He didn’t go far though and stood, legs akimbo with his hands in his pockets, blocking the pathway. PC Pomroy came up to him again, placed his hand on the man’s shoulder and tried to propel him the direction of the other bystanders,, a little way off.

Instead of complying with the officer’s command however the man turned around and punched the PC in the mouth, cutting his lip. Not surprisingly he was promptly arrested and produced before Mr Arnold the sitting magistrate at Westminster Police court on the following morning.

The accused’s name was Frederick Michael O’Connor and he spoke with a ‘strange Scottish accent’. The justice asked him what he had to say for himself.

I wished to see some of the members’, the man answered, ‘and was standing there for that purpose when I found I was suddenly in crowd, and I got pushed about, first one way and then another, and I found that I could not get out’.

As the MPs left the palace there ‘was a great deal of excitement, and people showed their feelings’ he added.

Task directions: Please carry the police court account of Frederick Michael O'Connor forward from its last sentence. You can ignore the records.

Object pointing data rows
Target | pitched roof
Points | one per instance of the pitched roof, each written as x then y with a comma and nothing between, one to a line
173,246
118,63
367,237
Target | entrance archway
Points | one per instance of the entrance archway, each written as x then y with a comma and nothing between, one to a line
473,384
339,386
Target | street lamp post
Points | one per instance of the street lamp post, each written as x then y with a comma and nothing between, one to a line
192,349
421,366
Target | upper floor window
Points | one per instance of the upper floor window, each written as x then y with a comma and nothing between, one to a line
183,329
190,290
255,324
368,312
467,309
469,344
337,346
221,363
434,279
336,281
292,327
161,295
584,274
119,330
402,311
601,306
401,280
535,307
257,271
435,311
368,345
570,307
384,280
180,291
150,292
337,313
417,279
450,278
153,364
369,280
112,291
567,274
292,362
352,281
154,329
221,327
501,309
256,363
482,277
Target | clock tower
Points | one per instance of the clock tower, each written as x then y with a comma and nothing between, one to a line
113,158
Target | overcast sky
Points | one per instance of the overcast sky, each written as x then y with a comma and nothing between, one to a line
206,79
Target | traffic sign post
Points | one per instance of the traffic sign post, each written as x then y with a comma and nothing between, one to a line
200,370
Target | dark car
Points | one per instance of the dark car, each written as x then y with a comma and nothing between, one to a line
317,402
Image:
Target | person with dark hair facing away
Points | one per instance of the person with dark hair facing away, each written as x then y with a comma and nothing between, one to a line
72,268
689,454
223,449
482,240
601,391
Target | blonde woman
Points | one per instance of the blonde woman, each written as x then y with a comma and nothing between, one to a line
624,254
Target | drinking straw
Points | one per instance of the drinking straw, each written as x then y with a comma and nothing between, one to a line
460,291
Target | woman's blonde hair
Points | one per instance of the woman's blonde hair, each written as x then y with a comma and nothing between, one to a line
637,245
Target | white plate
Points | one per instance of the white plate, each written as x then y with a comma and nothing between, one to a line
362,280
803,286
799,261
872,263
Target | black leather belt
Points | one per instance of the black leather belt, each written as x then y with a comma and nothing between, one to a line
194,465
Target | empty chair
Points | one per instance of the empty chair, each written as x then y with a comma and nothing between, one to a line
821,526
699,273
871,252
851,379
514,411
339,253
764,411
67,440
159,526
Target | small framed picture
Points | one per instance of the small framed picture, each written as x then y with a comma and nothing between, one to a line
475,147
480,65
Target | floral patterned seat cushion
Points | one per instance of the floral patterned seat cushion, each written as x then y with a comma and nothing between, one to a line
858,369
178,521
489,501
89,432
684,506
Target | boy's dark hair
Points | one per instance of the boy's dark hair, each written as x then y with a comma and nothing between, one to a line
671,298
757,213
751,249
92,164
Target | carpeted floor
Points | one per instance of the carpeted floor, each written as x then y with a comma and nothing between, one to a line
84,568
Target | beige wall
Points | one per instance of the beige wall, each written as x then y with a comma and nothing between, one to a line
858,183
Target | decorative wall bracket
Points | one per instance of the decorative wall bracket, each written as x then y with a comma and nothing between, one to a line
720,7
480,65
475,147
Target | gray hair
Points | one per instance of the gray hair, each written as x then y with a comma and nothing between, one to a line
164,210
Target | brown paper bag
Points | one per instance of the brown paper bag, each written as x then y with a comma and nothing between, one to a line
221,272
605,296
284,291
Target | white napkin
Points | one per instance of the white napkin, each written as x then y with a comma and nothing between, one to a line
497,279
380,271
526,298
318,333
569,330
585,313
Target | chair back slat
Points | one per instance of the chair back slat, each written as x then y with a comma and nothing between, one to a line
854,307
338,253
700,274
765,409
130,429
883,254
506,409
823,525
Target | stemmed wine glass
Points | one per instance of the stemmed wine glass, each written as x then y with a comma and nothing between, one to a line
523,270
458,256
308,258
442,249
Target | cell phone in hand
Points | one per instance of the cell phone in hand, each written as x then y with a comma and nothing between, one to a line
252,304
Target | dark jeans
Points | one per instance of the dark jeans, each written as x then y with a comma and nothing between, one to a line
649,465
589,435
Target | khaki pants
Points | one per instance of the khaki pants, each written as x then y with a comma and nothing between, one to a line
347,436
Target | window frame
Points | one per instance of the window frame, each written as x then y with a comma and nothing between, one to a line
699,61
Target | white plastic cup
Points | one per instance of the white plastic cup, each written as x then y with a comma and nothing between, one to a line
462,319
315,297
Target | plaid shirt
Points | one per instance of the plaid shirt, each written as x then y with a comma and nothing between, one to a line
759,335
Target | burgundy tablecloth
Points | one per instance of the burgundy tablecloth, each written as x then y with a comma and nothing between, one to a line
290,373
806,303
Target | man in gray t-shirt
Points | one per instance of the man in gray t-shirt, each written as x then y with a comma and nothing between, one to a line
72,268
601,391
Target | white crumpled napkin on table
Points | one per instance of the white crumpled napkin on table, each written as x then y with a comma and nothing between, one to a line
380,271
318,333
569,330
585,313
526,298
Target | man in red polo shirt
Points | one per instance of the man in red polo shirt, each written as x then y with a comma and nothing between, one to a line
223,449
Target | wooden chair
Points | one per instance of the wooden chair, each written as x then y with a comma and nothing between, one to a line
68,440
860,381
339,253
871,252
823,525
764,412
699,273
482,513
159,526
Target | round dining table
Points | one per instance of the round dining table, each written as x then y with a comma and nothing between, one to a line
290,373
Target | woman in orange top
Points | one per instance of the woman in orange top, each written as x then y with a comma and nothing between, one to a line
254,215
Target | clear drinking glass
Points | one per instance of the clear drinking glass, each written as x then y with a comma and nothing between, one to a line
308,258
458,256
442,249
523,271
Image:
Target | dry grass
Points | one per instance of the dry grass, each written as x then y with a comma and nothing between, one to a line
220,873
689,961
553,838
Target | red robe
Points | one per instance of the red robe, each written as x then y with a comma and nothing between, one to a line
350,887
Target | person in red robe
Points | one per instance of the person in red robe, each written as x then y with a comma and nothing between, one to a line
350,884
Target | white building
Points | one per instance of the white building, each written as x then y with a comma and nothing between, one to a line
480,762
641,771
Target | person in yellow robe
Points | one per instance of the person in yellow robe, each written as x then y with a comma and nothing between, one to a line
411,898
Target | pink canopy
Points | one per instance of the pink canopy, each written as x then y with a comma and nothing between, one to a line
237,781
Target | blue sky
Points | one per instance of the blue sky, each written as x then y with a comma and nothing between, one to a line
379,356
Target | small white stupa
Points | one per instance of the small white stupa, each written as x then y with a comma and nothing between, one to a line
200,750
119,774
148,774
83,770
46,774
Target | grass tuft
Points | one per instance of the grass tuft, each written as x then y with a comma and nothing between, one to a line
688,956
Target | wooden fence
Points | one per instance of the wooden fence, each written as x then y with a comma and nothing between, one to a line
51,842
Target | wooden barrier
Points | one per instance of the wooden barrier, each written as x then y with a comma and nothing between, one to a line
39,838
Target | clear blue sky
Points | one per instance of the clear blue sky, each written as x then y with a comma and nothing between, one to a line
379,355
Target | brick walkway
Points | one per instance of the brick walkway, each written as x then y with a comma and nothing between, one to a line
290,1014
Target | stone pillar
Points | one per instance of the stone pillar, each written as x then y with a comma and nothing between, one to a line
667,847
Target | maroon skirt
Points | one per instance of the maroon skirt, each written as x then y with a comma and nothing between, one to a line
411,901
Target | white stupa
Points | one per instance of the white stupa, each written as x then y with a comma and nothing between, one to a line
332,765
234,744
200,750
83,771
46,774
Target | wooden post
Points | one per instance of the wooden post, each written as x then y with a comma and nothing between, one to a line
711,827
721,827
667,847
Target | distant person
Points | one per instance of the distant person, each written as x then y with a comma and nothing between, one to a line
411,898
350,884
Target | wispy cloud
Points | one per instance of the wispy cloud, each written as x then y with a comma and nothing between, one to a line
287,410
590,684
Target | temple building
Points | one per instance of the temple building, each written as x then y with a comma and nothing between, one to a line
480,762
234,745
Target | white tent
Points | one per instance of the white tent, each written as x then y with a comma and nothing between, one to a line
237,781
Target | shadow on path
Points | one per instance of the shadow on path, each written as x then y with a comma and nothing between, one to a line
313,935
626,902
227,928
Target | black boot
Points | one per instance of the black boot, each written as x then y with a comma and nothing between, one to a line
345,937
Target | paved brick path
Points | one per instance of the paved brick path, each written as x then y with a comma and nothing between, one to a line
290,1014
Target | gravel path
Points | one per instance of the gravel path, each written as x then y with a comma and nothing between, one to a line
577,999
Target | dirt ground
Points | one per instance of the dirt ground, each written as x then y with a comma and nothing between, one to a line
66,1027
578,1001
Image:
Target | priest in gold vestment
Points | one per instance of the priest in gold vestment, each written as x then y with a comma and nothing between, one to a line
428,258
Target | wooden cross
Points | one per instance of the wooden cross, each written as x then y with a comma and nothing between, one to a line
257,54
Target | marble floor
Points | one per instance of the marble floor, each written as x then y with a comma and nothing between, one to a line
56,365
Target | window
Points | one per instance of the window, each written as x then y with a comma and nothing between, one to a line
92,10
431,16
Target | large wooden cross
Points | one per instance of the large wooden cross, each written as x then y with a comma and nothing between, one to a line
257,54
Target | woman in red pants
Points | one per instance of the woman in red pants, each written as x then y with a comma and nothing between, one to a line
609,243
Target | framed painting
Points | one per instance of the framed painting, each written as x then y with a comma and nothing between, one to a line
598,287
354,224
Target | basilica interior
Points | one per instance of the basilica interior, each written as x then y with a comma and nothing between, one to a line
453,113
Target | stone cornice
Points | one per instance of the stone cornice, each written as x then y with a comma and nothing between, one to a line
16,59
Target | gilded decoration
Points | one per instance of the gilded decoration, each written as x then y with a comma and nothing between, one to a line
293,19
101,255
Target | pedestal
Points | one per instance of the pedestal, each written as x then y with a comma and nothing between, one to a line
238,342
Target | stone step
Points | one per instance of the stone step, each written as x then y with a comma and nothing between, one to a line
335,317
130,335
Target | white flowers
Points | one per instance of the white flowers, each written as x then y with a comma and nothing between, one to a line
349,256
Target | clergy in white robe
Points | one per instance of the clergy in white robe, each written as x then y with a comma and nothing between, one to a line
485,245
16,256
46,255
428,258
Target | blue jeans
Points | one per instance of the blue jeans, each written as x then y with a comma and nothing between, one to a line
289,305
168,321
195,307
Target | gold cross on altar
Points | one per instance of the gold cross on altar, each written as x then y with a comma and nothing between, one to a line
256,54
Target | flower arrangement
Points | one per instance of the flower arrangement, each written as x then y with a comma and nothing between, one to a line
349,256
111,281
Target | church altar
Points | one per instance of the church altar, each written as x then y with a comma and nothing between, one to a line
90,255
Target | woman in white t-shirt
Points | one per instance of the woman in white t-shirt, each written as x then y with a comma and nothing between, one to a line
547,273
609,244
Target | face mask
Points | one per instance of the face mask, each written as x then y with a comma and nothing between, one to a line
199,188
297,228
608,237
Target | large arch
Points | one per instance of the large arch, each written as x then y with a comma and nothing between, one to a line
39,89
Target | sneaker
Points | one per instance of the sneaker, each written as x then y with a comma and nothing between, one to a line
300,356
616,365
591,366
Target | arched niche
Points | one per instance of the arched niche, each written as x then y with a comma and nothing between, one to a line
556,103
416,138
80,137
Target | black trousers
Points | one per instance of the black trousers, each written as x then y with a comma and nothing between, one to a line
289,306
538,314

Written reply:
It sounds as if it had got quite rowdy and that the politicians were coming in for some stick from the gathered crowds (no change there then). He said that the policeman had pushed him and that he’d lost his temper and had struck out.

He [only] told you to move’ said Mr Arnold.

Yes, but I suppose I did not do it fast enough; and then he pushed me, and I hit him’ O’Connor explained somewhat sheepishly.

He wasn’t the usual rabble rouser or ‘rough’ and I doubt he made a habit of hitting policemen.  The copper had probably acted hastily as well, not being aware that the man was evidently upset at finding himself hemmed in by a crowd.

But assaults on the police could not be tolerated and he was fined 10sand warned he would go to prison for a week if he couldn’t pay.